◆ **MATERIALE PER L'ESERCIZIO**
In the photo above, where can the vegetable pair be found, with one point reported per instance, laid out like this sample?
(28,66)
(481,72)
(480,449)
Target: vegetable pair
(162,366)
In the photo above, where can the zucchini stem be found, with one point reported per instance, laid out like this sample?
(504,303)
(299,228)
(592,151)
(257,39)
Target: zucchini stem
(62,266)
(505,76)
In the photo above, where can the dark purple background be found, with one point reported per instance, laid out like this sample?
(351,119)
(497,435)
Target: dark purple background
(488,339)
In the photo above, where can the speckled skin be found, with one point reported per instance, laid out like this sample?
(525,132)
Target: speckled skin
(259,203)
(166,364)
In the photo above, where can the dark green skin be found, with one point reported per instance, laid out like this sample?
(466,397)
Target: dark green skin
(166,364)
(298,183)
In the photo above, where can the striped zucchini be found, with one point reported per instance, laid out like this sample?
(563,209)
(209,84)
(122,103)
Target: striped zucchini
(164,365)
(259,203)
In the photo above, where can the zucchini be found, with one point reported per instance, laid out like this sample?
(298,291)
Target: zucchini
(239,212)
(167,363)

==

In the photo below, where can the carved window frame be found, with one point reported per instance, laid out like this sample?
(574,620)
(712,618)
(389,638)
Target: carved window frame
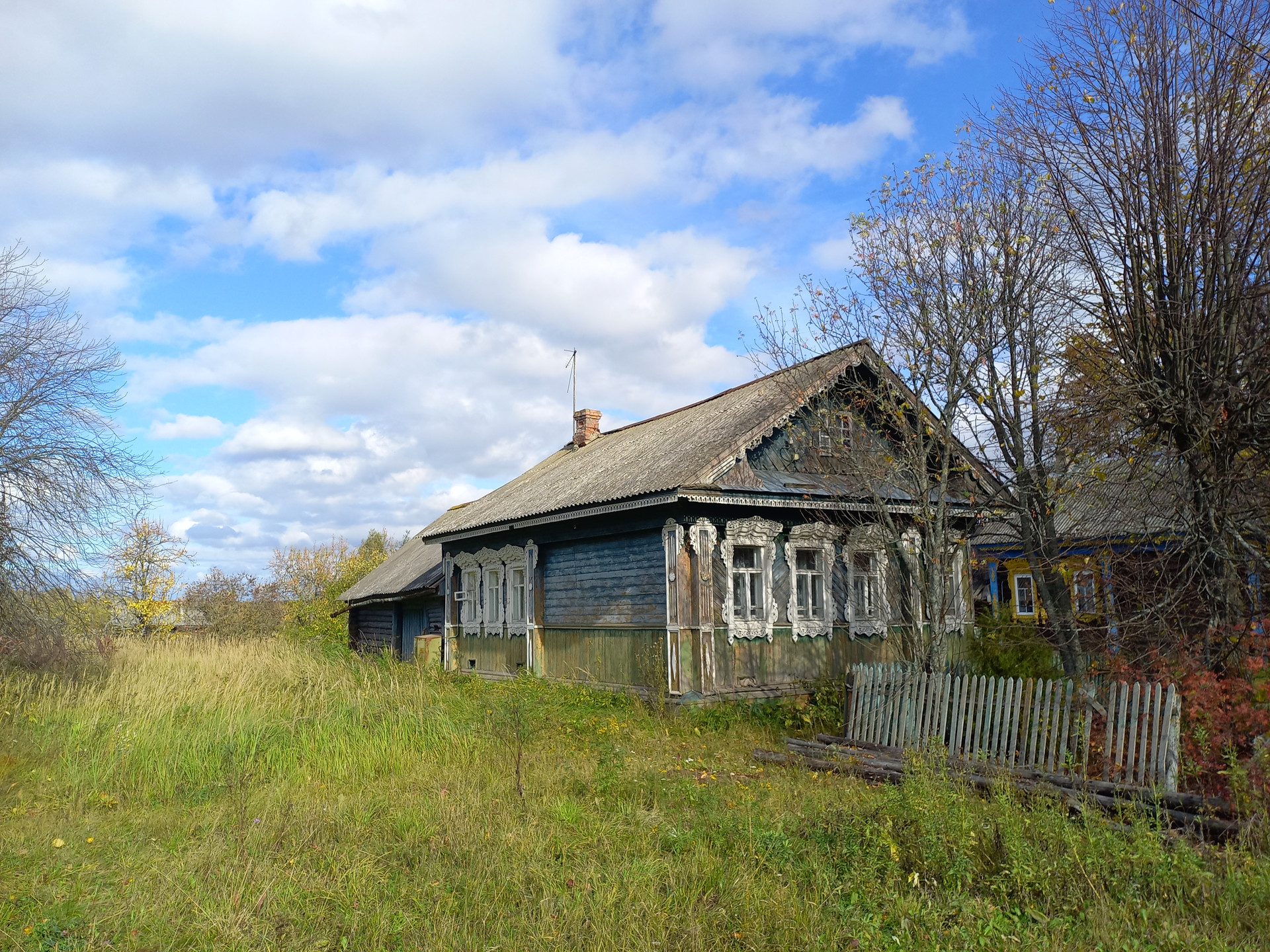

...

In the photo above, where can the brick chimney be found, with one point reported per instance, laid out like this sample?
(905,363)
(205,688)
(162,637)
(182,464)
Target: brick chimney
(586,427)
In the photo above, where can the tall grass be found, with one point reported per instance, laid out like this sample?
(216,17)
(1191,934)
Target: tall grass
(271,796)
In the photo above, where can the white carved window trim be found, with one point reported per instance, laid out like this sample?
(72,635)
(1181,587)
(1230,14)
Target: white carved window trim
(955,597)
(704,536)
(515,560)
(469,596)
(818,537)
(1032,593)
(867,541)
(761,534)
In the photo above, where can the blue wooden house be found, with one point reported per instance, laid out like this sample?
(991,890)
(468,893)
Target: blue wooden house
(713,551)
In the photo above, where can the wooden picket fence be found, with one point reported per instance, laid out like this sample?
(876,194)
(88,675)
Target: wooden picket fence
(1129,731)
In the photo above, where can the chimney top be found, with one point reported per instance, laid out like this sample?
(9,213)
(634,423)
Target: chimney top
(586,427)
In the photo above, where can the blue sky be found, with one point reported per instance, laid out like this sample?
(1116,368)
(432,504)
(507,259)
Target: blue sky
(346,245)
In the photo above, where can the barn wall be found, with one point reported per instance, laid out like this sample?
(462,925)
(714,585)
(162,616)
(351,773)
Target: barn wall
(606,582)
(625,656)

◆ **CONSEGNA DELL'ESERCIZIO**
Individua tra le voci qui sopra ogni riga in cui compare la parola "wooden" e ricopiala.

◆ **RISPOSTA ALL'ESERCIZIO**
In the photo above, where can the blue wooden house be found, with one point reported per instance, laid out like this sample?
Target: blue wooden house
In the photo above, where can the wooden picket fence be found, with one point reported per instance, laid out like this sample?
Target: wooden picket fence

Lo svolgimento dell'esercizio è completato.